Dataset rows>
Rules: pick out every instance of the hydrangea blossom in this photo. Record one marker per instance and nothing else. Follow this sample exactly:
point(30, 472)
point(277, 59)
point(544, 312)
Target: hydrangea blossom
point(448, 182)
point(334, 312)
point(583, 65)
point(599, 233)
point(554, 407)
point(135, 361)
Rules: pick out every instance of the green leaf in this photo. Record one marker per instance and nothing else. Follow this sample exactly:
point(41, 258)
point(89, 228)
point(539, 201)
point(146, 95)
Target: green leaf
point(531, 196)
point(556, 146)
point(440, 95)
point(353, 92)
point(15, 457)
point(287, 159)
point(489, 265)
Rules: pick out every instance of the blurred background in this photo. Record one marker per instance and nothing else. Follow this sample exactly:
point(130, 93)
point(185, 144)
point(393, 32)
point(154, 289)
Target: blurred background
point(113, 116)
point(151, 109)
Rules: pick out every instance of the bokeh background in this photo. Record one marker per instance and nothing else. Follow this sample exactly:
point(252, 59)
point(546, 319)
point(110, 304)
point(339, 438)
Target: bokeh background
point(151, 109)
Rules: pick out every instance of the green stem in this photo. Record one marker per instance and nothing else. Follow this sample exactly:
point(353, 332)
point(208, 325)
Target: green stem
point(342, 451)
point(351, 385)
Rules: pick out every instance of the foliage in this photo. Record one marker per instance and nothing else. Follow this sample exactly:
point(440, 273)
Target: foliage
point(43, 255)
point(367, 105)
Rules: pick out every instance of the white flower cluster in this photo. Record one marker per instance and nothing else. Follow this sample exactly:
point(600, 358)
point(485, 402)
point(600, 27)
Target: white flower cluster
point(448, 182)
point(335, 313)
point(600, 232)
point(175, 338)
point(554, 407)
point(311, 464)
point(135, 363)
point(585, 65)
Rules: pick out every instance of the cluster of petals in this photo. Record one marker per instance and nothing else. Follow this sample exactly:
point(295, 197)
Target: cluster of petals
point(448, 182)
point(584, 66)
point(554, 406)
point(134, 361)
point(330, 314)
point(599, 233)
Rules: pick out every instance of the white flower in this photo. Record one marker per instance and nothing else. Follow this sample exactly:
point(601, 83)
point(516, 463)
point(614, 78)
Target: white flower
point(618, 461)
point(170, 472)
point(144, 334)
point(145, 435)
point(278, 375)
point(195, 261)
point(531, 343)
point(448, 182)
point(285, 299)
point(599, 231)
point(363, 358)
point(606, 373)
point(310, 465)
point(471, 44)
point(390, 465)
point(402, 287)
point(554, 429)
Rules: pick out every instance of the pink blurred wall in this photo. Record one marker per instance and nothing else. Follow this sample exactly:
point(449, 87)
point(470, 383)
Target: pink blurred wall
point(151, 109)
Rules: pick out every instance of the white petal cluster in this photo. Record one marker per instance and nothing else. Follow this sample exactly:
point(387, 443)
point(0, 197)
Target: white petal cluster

The problem> Arrange all the lines of the records above as a Markdown table with two columns, Row and Text. Put each line's number in Row and the line itself in Text, and leave out blank lines.

Correct result>
| Row | Text |
|---|---|
| 1 | Rules: pick out every instance of the hydrangea blossom in this photo. Record one marker per instance and nothing else. Follow this sample exactly: |
| 2 | point(30, 472) |
| 3 | point(277, 59) |
| 4 | point(544, 312) |
| 5 | Target: hydrangea blossom |
| 6 | point(448, 182) |
| 7 | point(334, 312) |
| 8 | point(583, 65) |
| 9 | point(599, 233) |
| 10 | point(554, 407) |
| 11 | point(135, 361) |
| 12 | Rules: pick out every instance of the green leaf in this photo. Record one marker per instance and nothing else. Follow this sample exactly: |
| 13 | point(41, 258) |
| 14 | point(89, 228) |
| 15 | point(539, 201) |
| 16 | point(146, 95) |
| 17 | Target: green leaf |
| 18 | point(531, 196) |
| 19 | point(556, 146) |
| 20 | point(440, 95) |
| 21 | point(353, 92) |
| 22 | point(15, 457) |
| 23 | point(287, 159) |
| 24 | point(489, 265) |
| 25 | Rules: pick out every instance of the blurred background in this photo. Record one marker per instance and nothing else. Follow this sample exactly: |
| 26 | point(130, 93) |
| 27 | point(185, 144) |
| 28 | point(393, 32) |
| 29 | point(154, 289) |
| 30 | Target: blurred background |
| 31 | point(113, 116) |
| 32 | point(151, 109) |
| 33 | Rules: pick out every instance of the bokeh background in this photo. Record one marker per instance and nothing else. Follow this sample exactly: |
| 34 | point(252, 59) |
| 35 | point(546, 319) |
| 36 | point(110, 304) |
| 37 | point(339, 438) |
| 38 | Target: bokeh background |
| 39 | point(151, 109) |
| 40 | Rules: pick out every instance of the green stem in this photo. Record one marker per instance and nothing else. Follow this sample exactly: |
| 41 | point(353, 332) |
| 42 | point(208, 325) |
| 43 | Target: green stem |
| 44 | point(342, 451) |
| 45 | point(351, 385) |
| 46 | Rules: pick out every instance of the foliage in this photo. Record one marker per instance and nothing else. Follow this sample exactly: |
| 47 | point(440, 273) |
| 48 | Target: foliage |
| 49 | point(43, 255) |
| 50 | point(367, 105) |
| 51 | Rules: pick out every instance of the white flower cluster in this photo. Record one marker per instance and nothing else. Follow this sample exactly: |
| 52 | point(600, 358) |
| 53 | point(485, 402) |
| 54 | point(600, 27) |
| 55 | Target: white flower cluster |
| 56 | point(448, 182) |
| 57 | point(335, 313) |
| 58 | point(600, 232) |
| 59 | point(175, 338) |
| 60 | point(554, 407) |
| 61 | point(311, 464) |
| 62 | point(135, 363) |
| 63 | point(585, 65) |
| 64 | Rules: pick out every instance of the cluster of petals in this photo. Record one marker per instance and nothing else. Follow this sample exactly: |
| 65 | point(295, 197) |
| 66 | Target: cluster of petals |
| 67 | point(448, 182) |
| 68 | point(584, 66) |
| 69 | point(554, 406) |
| 70 | point(134, 361) |
| 71 | point(330, 314) |
| 72 | point(599, 233) |
| 73 | Rules: pick out every instance of the white flower in this photo. Record one marker per instance and nothing else. Follow this sample exactly: |
| 74 | point(601, 83) |
| 75 | point(516, 463) |
| 76 | point(614, 78) |
| 77 | Target: white flower |
| 78 | point(618, 461) |
| 79 | point(170, 472) |
| 80 | point(144, 334) |
| 81 | point(145, 435) |
| 82 | point(278, 375) |
| 83 | point(195, 261) |
| 84 | point(531, 343) |
| 85 | point(448, 182) |
| 86 | point(285, 299) |
| 87 | point(599, 231) |
| 88 | point(363, 358) |
| 89 | point(606, 373) |
| 90 | point(310, 465) |
| 91 | point(471, 44) |
| 92 | point(390, 465) |
| 93 | point(402, 287) |
| 94 | point(554, 429) |
| 95 | Rules: pick out every instance of the pink blurred wall in this photo. Record one marker per instance and nothing else. Follow this sample exactly: |
| 96 | point(449, 87) |
| 97 | point(470, 383) |
| 98 | Target: pink blurred wall |
| 99 | point(151, 109) |
| 100 | Rules: pick out every instance of the white petal cluster in this photo. Record one marker per instance and nothing else. Follow this sample exactly: |
| 101 | point(387, 443) |
| 102 | point(0, 197) |
| 103 | Target: white petal cluster |